-- start Record set --

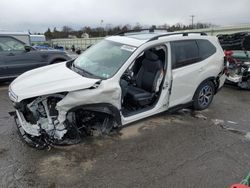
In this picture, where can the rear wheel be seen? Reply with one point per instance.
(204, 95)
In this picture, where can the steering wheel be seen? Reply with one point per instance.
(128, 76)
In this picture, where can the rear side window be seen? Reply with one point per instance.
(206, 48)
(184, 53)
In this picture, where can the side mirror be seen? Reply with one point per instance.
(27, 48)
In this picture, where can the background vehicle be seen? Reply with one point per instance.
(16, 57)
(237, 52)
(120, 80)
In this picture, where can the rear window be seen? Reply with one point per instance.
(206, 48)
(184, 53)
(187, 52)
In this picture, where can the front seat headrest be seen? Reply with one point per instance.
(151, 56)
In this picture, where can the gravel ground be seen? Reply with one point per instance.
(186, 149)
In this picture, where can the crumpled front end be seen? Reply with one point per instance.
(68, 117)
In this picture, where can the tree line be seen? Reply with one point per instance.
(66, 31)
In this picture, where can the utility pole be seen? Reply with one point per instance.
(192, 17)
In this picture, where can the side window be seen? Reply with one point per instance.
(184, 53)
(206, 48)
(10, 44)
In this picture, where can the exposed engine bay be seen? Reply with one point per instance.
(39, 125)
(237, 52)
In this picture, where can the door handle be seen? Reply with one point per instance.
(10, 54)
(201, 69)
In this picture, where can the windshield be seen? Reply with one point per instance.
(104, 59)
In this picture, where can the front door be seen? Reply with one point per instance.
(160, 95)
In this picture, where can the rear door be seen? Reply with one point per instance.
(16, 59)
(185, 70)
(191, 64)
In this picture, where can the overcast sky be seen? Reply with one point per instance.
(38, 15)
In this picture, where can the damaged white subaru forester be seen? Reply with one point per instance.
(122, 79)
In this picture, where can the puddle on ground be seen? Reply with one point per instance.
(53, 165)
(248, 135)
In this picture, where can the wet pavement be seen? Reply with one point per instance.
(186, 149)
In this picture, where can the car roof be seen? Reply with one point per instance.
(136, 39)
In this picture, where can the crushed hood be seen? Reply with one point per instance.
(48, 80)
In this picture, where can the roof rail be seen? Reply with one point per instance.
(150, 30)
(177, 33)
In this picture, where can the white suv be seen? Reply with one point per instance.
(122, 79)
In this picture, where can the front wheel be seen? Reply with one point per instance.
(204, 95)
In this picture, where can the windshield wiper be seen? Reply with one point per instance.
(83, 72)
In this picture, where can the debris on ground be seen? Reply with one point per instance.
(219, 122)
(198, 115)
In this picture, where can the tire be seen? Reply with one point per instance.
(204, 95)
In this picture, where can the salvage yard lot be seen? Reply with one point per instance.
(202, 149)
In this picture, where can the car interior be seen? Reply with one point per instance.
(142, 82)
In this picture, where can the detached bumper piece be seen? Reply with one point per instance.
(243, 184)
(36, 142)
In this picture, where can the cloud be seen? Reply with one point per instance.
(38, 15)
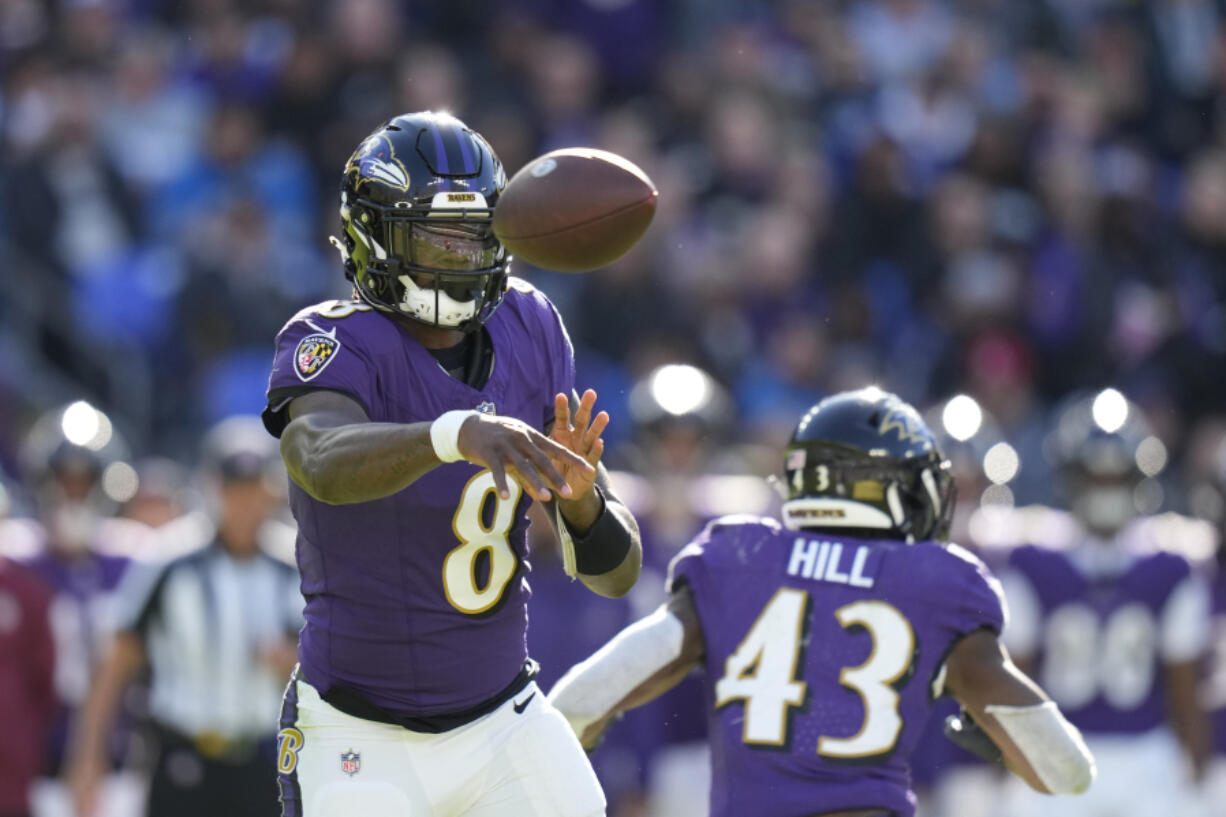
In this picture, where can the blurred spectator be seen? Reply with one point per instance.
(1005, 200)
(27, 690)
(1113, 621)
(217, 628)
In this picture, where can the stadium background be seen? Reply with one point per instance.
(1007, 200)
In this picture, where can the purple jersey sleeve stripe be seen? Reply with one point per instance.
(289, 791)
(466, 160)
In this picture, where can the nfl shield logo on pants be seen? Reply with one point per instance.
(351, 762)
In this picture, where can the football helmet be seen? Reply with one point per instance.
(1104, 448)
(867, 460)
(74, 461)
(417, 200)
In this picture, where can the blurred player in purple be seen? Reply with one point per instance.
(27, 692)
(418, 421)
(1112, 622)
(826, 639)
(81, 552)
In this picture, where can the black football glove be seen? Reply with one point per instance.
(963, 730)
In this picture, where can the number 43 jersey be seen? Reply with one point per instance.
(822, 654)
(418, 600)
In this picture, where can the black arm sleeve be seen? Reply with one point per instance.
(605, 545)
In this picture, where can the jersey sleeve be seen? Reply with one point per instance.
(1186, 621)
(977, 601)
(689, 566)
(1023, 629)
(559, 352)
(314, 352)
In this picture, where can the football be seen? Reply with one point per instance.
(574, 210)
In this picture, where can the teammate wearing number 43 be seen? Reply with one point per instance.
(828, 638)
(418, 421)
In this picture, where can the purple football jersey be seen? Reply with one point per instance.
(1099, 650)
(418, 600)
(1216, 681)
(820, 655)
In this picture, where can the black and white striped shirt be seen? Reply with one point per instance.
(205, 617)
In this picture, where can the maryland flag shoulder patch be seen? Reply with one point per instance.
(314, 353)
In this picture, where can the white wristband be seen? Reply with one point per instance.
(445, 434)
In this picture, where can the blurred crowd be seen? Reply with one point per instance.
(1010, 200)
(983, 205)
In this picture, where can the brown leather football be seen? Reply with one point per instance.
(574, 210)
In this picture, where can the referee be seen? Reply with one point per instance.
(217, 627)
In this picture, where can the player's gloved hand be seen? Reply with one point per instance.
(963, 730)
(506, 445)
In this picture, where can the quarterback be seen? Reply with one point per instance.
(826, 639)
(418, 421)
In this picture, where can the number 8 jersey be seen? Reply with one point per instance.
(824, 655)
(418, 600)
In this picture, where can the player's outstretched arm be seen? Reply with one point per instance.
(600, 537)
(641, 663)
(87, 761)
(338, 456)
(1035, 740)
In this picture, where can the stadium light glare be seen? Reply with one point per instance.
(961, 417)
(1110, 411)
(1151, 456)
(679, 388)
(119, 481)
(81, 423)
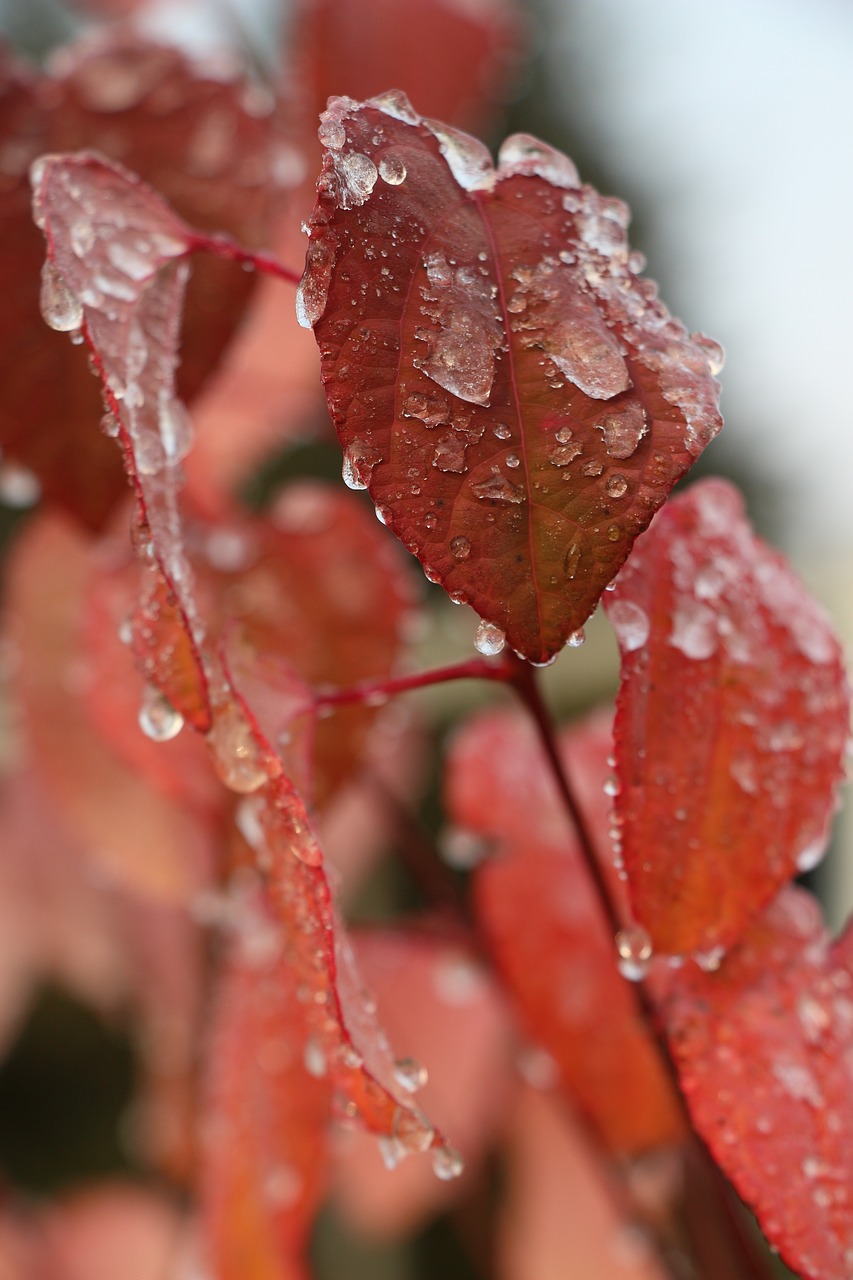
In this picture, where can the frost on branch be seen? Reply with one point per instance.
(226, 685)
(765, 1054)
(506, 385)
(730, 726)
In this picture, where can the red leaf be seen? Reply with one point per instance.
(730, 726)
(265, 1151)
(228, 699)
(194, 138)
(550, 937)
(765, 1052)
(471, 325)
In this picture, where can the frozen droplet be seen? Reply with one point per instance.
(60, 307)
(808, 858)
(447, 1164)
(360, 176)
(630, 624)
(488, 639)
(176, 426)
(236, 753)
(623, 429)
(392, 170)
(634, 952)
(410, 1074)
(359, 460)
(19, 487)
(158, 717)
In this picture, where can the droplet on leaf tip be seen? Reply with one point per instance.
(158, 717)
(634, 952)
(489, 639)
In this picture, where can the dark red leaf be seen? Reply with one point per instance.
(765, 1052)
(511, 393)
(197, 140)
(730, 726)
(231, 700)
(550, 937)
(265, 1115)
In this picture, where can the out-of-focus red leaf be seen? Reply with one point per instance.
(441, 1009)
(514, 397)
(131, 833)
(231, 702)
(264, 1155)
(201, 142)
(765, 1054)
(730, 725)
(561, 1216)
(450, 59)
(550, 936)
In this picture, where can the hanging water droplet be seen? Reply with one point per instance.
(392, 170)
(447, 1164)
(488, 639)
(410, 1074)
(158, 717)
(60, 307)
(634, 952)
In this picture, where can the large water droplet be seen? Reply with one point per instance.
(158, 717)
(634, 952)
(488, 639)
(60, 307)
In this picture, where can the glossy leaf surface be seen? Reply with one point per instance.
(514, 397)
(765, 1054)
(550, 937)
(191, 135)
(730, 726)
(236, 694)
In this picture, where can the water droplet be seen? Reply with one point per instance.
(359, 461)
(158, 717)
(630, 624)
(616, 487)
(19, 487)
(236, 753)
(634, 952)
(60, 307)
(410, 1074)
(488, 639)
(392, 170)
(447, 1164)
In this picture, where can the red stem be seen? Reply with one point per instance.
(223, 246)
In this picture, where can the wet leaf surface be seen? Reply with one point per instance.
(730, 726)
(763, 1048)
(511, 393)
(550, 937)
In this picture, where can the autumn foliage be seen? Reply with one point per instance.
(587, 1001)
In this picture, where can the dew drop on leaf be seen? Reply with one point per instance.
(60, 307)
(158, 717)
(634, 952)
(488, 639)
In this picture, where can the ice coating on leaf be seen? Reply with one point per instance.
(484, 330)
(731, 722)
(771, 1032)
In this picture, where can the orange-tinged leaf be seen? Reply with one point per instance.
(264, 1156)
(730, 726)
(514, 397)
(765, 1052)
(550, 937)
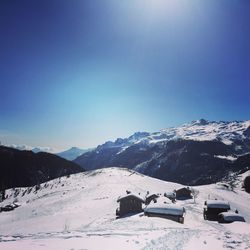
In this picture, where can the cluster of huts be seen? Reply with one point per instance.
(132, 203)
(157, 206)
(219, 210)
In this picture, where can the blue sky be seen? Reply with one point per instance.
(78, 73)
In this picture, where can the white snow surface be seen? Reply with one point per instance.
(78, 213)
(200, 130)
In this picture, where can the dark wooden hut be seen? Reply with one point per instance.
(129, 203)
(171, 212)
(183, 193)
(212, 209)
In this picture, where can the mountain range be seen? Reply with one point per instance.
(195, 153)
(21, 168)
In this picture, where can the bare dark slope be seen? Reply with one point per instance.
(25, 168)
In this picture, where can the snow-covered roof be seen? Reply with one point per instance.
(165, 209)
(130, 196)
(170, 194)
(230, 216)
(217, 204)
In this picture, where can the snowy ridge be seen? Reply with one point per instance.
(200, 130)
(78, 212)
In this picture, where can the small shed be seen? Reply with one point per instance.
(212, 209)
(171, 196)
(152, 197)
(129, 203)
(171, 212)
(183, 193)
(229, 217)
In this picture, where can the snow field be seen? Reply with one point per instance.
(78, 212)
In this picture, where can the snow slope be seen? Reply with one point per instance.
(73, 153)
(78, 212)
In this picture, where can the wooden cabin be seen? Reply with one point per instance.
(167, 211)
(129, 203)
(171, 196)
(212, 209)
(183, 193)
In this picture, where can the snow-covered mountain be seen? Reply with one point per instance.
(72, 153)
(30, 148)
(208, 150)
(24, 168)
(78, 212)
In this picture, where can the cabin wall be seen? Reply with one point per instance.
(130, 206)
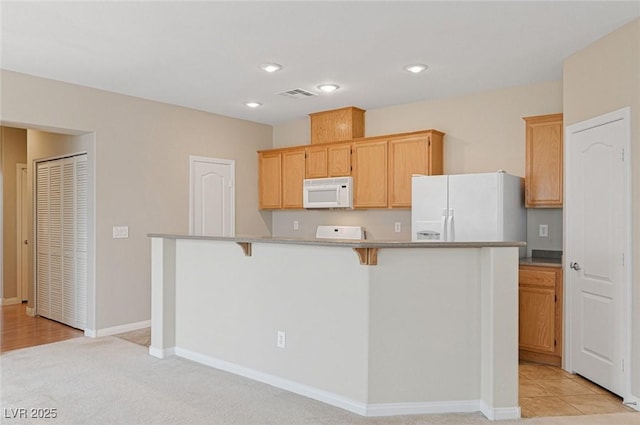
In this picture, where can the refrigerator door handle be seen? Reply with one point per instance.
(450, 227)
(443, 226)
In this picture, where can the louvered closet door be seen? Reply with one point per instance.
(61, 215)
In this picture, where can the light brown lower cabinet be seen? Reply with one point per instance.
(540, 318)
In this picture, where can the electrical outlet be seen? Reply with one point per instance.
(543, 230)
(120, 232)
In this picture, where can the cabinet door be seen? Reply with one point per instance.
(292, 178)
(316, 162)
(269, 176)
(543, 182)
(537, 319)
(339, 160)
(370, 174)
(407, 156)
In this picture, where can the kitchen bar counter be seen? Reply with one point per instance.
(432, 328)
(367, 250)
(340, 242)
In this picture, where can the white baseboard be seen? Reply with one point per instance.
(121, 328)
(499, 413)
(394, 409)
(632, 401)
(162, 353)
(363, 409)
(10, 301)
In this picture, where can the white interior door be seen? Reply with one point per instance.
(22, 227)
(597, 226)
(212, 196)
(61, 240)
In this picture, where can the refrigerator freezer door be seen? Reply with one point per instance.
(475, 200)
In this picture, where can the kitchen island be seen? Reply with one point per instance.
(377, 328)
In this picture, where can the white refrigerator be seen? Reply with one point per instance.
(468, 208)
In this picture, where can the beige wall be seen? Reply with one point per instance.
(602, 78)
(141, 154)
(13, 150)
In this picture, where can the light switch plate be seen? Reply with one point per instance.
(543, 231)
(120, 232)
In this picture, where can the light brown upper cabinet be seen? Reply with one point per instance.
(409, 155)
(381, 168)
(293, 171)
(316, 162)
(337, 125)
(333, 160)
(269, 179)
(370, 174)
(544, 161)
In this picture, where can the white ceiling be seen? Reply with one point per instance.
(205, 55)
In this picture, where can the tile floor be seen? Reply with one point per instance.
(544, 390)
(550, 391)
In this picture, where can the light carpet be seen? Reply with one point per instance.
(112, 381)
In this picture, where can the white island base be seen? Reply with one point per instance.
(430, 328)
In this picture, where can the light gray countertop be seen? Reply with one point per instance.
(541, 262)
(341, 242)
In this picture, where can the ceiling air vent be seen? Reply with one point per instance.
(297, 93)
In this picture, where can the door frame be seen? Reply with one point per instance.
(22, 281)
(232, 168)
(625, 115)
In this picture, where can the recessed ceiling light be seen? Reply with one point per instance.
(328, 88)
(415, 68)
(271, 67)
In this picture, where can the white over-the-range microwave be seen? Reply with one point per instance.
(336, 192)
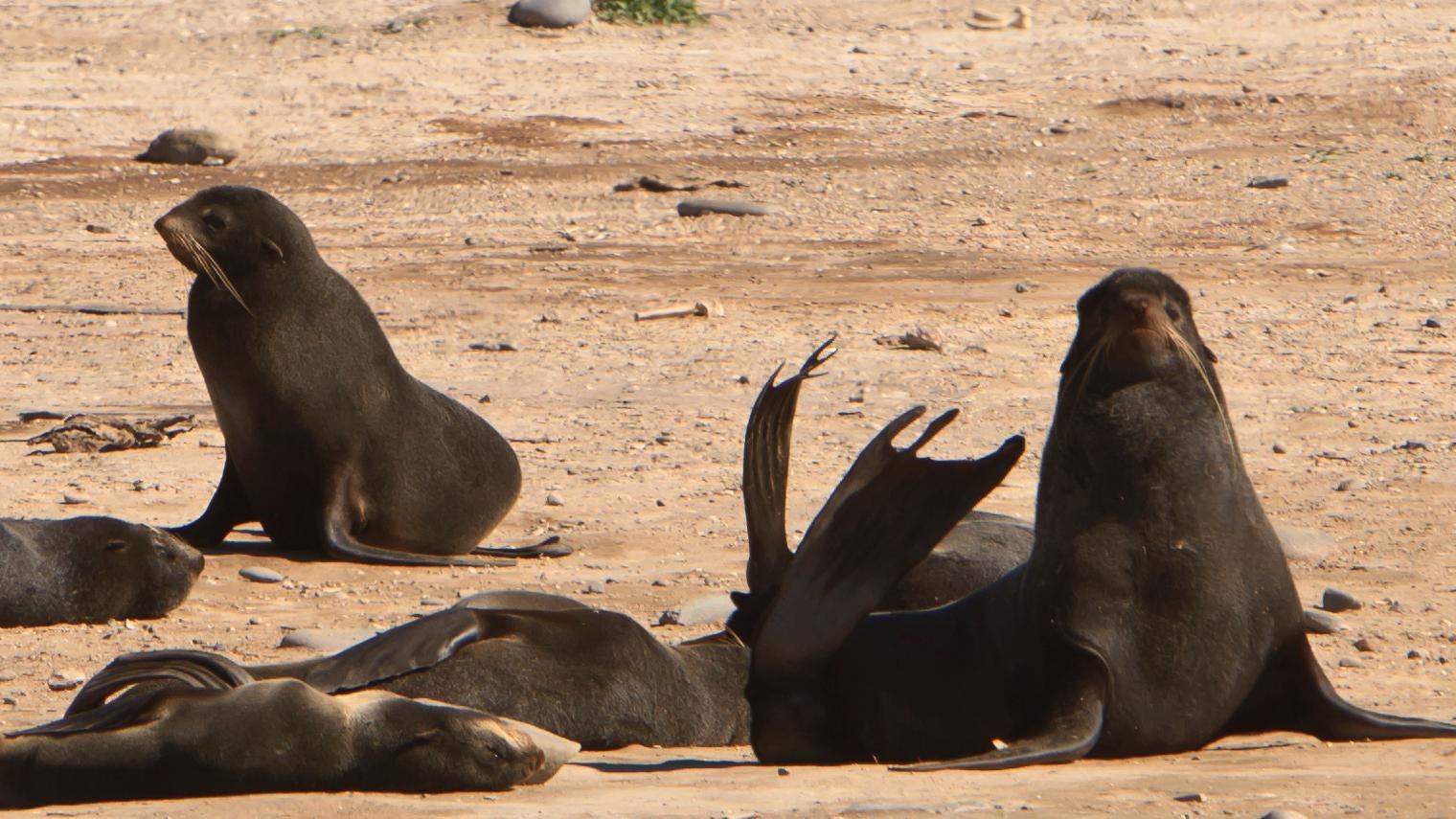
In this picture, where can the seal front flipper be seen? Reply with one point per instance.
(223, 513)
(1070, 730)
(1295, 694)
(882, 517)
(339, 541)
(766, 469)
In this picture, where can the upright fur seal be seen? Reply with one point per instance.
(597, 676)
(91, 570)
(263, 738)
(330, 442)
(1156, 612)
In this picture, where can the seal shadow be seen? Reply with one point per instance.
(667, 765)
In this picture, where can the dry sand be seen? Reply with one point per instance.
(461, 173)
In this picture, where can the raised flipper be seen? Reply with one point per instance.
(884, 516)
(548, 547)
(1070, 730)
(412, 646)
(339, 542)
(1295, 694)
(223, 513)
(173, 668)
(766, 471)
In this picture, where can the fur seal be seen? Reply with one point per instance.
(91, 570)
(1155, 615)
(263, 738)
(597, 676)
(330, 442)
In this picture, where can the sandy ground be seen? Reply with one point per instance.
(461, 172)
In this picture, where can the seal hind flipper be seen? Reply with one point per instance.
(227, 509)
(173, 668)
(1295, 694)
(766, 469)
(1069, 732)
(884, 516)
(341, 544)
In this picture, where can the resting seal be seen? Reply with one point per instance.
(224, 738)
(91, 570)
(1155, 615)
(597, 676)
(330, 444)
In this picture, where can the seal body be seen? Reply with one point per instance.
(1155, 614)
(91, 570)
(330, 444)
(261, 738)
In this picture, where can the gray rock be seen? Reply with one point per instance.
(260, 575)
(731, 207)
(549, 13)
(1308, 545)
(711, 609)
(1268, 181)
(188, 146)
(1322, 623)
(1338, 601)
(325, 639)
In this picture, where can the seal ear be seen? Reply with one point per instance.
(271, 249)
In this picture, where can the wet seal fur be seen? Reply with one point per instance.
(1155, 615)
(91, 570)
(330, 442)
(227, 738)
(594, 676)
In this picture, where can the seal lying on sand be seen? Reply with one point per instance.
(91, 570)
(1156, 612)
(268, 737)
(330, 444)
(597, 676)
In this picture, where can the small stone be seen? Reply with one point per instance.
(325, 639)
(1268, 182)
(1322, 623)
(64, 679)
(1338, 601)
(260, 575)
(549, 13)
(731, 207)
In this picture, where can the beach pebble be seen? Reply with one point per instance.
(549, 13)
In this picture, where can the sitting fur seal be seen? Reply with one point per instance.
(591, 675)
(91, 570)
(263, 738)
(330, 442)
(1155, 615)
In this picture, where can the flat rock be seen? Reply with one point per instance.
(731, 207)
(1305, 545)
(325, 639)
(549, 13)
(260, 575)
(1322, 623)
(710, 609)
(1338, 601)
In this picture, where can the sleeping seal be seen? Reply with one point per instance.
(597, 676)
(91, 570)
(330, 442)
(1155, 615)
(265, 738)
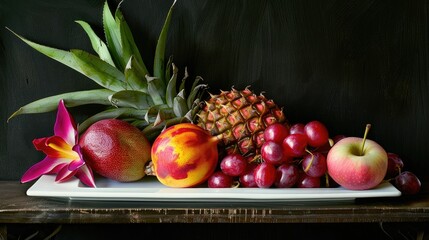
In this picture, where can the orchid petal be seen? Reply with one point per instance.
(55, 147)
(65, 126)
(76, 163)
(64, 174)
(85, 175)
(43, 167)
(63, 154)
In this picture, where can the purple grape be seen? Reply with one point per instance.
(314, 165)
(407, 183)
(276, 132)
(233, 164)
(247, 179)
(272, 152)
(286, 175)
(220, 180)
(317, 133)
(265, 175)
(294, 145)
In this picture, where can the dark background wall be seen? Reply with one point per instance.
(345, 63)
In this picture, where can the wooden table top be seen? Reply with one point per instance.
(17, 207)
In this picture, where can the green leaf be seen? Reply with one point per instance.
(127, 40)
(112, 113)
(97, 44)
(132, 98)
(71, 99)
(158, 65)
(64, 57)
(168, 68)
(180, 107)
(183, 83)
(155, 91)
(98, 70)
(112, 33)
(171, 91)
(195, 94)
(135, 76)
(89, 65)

-- end Record set --

__Exercise aim__. Take the line in which "In this picture, where can the dark background" occurs and each subsequent line through the end; give these lines again without alteration.

__Solution to this problem__.
In this picture, where can the dark background wall be seen? Reply with one point per instance.
(345, 63)
In this picture, where can the wooden table top be seen? Reply with one point per instance.
(17, 207)
In this picture, where can the green leaf be seen? Reply with one point per instance.
(127, 40)
(112, 113)
(97, 44)
(132, 98)
(71, 99)
(158, 65)
(64, 57)
(168, 68)
(180, 107)
(183, 83)
(155, 91)
(98, 70)
(112, 33)
(171, 91)
(195, 94)
(135, 76)
(89, 65)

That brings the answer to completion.